Given problem: Leave out the pictures and copy each record below exactly.

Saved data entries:
▼▼▼

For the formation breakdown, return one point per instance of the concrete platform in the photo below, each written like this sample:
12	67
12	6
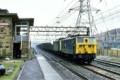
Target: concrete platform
48	72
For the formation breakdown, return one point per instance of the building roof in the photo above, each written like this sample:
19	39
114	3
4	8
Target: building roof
31	20
13	15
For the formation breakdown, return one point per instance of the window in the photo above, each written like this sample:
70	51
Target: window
80	39
92	39
7	46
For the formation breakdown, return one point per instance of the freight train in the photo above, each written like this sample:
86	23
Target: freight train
82	48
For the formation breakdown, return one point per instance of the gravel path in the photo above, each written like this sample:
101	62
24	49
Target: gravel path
32	71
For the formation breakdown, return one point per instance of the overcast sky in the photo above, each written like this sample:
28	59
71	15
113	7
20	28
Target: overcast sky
46	10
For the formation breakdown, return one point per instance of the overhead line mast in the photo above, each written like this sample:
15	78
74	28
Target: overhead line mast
85	17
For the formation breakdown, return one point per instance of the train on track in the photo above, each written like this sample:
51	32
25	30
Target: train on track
82	48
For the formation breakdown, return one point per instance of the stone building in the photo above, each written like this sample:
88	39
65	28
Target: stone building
14	35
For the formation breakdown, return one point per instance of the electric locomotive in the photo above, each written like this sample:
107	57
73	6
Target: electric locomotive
82	48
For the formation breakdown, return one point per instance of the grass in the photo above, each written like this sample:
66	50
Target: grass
16	64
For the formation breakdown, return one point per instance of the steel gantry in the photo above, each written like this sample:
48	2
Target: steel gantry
81	29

▲▲▲

Reply to the task:
For the formation breakdown, return one point per instance of the concrete platform in the photo below, each written like this sample:
12	67
12	6
Target: concrete platform
48	72
For the formation breakdown, return one point per instance of the building roof in the photo above, each written like this sample:
19	39
114	3
4	8
Target: building roof
31	20
13	15
For the formation breakdown, return one point per instance of the window in the photo above, each written like this sample:
70	51
Target: window
80	39
92	39
7	46
For the formation breakdown, return one point per instance of the freight train in the photo above, each written like this sample:
86	23
Target: freight train
82	48
For the formation breakdown, return one point per instance of the gravel path in the photo above, each written like this sample:
101	62
24	49
Target: gravel path
32	71
For the formation breakdown, return one point per instance of the overcast sky in the photo above, each written like this sample:
28	59
71	15
113	7
20	28
Target: overcast sky
46	10
For the formation breakdown, return one point per instance of the overhead line mast in the photo above, each written like this sample:
15	78
74	28
Target: overhead line mast
85	17
For the formation breakdown, return one point per instance of the train on track in the photo above, each written like this sample:
51	32
25	30
Target: train on track
82	48
For the formation breakdown, return one point per instance of the stone building in the photo above, each written like this sample:
88	39
65	28
Target: stone building
14	35
For the formation breakdown, return one point per instance of the electric locomotive in the photo above, each written like this sample:
107	57
73	6
Target: electric locomotive
82	48
For the formation breakdown, return one point per instance of the grass in the photo above, each written like this sample:
66	50
Target: grass
16	64
For the formation breakdown, return one point per instance of the steel gantry in the photo above, each written like this sample:
48	2
Target: steel gantry
81	29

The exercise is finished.